Task brief: Nothing other than the lines from the one containing "If you would be so kind as to spot the brown" through the close of the entries below should be printed, each exactly.

Material for this task:
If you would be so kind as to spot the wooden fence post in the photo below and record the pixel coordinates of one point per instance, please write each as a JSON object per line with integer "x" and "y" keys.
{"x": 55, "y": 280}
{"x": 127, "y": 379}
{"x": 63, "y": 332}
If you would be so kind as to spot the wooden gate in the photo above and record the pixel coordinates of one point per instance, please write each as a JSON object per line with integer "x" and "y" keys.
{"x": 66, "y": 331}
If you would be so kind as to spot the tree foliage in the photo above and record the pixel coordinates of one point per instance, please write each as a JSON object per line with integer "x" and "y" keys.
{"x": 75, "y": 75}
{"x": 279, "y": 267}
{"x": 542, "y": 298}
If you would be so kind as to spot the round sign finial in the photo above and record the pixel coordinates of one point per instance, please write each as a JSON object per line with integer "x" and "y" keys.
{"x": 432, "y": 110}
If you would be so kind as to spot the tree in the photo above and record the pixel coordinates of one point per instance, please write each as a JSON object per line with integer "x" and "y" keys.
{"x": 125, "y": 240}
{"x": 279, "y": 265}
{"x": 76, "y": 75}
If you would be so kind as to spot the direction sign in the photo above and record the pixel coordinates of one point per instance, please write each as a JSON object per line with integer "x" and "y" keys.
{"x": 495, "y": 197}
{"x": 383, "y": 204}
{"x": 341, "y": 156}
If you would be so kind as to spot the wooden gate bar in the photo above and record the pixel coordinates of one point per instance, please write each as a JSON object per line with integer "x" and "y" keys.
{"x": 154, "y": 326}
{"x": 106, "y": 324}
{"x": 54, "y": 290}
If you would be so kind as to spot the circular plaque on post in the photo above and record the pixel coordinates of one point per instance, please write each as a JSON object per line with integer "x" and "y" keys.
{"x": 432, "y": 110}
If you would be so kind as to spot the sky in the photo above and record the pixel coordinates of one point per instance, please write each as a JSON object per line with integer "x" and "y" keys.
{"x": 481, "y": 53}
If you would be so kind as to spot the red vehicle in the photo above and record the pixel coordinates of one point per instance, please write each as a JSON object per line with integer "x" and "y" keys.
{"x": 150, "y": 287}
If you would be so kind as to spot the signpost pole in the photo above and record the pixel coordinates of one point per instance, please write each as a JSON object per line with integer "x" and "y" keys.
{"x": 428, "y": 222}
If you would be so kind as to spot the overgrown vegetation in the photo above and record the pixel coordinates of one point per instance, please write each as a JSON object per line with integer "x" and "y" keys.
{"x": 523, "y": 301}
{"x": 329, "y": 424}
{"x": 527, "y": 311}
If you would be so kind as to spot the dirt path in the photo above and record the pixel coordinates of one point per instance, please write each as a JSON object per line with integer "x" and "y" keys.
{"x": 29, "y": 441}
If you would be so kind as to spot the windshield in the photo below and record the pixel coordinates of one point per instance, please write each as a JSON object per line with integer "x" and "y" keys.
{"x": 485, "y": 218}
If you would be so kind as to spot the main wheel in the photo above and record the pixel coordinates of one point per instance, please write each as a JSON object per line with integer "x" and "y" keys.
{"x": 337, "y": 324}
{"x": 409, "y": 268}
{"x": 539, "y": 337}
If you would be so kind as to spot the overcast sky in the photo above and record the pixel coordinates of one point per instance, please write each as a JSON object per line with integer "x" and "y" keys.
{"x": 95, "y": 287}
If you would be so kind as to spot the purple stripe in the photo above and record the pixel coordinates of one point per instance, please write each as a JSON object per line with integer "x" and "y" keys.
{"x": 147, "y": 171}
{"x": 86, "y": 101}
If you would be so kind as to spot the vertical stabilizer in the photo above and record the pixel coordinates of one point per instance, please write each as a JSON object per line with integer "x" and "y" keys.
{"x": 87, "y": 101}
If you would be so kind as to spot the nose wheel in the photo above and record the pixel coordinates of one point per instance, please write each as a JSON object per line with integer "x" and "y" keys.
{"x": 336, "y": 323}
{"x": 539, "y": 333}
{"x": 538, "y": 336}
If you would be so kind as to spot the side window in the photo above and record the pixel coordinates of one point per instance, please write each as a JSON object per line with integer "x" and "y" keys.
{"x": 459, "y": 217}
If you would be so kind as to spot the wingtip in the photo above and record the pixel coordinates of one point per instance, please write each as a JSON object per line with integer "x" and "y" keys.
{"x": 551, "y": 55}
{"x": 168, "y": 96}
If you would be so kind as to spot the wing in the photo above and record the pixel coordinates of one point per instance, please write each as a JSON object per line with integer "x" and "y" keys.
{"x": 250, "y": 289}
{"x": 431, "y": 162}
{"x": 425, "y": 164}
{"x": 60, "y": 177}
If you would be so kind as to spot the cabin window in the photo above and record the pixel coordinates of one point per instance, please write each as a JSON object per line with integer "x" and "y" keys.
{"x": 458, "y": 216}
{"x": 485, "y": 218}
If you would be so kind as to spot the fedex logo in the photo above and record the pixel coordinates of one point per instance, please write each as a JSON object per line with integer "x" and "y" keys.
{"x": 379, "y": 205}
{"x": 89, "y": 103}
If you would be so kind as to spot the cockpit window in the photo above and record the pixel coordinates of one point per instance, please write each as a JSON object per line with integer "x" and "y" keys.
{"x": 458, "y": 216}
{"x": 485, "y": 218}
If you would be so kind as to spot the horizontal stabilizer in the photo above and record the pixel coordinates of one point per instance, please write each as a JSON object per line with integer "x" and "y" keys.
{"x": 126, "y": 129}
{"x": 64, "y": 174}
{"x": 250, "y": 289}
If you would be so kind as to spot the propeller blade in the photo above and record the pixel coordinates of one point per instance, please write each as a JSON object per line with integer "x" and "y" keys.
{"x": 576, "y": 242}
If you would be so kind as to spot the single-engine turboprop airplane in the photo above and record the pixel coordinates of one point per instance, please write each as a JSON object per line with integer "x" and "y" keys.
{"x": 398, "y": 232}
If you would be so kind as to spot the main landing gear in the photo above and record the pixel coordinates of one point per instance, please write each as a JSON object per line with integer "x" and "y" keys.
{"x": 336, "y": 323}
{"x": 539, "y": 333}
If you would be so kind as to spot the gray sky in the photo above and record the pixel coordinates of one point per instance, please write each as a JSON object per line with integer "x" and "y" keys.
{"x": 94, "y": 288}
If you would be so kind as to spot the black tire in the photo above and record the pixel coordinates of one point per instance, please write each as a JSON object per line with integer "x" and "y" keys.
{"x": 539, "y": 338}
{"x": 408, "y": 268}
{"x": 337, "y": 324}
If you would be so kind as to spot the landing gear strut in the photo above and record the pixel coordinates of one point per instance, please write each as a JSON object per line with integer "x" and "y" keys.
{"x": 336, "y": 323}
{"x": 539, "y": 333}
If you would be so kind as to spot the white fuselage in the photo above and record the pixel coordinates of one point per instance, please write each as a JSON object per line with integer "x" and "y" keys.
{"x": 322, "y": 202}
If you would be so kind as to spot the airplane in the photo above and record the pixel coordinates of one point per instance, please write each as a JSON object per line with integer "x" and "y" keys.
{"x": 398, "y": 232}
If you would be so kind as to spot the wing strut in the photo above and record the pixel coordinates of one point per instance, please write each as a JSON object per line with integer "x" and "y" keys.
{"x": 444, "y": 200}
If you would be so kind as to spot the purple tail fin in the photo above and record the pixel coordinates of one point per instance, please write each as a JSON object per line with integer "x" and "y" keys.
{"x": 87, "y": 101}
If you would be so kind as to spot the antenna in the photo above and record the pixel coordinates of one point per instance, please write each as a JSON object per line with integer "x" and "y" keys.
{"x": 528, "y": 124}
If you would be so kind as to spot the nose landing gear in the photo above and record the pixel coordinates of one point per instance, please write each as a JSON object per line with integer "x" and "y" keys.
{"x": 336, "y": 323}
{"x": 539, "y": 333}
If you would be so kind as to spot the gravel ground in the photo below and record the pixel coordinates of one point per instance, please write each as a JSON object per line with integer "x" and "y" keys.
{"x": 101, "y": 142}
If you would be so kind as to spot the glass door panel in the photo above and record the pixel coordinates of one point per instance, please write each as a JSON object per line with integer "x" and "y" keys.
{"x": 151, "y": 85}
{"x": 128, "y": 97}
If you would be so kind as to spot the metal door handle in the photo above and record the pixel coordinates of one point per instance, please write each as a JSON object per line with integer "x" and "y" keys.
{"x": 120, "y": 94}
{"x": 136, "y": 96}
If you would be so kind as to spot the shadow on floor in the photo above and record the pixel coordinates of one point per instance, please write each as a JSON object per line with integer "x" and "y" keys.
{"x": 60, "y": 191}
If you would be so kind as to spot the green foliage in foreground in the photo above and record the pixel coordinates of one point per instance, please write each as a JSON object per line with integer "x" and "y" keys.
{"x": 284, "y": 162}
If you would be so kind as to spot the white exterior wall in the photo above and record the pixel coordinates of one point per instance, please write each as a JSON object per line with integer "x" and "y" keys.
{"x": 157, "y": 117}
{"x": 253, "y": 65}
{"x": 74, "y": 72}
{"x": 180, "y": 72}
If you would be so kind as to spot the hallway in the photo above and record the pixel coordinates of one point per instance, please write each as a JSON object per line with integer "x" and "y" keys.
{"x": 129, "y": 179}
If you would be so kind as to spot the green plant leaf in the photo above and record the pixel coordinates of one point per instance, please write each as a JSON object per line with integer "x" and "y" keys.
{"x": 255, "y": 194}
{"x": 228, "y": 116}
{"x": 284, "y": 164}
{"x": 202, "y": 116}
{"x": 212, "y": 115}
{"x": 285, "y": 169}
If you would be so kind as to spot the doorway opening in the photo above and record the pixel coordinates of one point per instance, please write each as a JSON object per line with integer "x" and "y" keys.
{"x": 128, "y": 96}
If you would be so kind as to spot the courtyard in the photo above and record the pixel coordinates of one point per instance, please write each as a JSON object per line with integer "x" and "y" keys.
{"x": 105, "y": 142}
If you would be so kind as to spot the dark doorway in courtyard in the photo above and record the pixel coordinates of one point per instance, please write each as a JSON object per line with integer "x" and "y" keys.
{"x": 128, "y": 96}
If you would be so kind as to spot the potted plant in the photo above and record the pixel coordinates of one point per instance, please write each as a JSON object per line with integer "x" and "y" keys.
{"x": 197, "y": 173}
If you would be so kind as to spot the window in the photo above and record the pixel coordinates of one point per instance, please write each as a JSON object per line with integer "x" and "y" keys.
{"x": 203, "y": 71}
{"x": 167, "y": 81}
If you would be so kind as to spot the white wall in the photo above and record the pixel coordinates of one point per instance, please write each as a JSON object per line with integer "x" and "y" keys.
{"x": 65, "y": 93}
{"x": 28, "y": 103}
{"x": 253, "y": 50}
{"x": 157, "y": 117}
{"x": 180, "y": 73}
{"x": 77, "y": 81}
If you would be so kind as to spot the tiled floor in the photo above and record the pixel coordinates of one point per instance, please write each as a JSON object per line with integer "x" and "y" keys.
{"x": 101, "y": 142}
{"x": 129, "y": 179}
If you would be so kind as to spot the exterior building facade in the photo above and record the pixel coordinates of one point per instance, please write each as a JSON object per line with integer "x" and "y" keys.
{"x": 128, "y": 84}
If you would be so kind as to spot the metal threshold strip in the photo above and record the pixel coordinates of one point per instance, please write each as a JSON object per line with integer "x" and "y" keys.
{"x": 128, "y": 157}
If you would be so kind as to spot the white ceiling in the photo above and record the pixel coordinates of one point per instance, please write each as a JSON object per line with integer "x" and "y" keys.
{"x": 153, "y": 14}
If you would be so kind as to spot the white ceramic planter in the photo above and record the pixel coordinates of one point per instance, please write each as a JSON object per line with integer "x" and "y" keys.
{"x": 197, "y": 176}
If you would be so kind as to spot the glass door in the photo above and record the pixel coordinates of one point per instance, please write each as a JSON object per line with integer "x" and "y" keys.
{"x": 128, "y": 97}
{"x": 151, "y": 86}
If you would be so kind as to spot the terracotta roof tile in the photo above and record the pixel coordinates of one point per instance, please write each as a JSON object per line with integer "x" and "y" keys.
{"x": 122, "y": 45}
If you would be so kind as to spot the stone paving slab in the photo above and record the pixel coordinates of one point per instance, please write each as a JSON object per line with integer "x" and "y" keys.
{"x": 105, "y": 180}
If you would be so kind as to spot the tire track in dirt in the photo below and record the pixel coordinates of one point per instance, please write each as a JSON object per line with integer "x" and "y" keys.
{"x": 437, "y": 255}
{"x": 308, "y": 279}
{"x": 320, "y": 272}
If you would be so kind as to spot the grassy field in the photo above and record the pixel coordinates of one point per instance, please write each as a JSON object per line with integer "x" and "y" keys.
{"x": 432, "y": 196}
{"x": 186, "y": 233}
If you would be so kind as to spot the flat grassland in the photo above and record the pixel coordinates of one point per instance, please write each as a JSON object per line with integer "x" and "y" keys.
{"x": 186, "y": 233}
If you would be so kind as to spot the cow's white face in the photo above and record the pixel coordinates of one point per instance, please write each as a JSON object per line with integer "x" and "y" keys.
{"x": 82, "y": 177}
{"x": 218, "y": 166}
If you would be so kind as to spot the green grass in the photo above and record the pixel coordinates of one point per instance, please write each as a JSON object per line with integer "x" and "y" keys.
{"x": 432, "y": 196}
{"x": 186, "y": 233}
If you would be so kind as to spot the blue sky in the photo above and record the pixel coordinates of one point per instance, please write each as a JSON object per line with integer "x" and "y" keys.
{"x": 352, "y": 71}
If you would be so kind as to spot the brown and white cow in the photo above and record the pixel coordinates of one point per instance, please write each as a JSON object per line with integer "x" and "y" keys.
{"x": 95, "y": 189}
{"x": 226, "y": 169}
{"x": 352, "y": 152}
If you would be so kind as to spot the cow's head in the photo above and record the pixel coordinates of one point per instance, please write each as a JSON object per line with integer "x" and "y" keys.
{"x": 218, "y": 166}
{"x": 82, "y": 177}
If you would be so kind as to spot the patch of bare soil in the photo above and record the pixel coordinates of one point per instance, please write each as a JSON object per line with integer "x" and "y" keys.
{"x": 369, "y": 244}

Solution for this problem:
If you would be so kind as to spot the brown and white cow in the photo above and record the pixel coordinates of one point per instance, please write each as a JSON object per line with integer "x" and "y" keys.
{"x": 95, "y": 189}
{"x": 226, "y": 169}
{"x": 352, "y": 152}
If you would be so kind as to spot the cow's head in the photo above and record the pixel coordinates of one point per instance, please write each as a JSON object per line with integer "x" and "y" keys.
{"x": 218, "y": 166}
{"x": 82, "y": 177}
If you would be so kind as to spot the patch of bare soil in the photo above and record the pixel coordinates of one point per instance, please write each as a JSON object per line with integer "x" and "y" keys.
{"x": 369, "y": 244}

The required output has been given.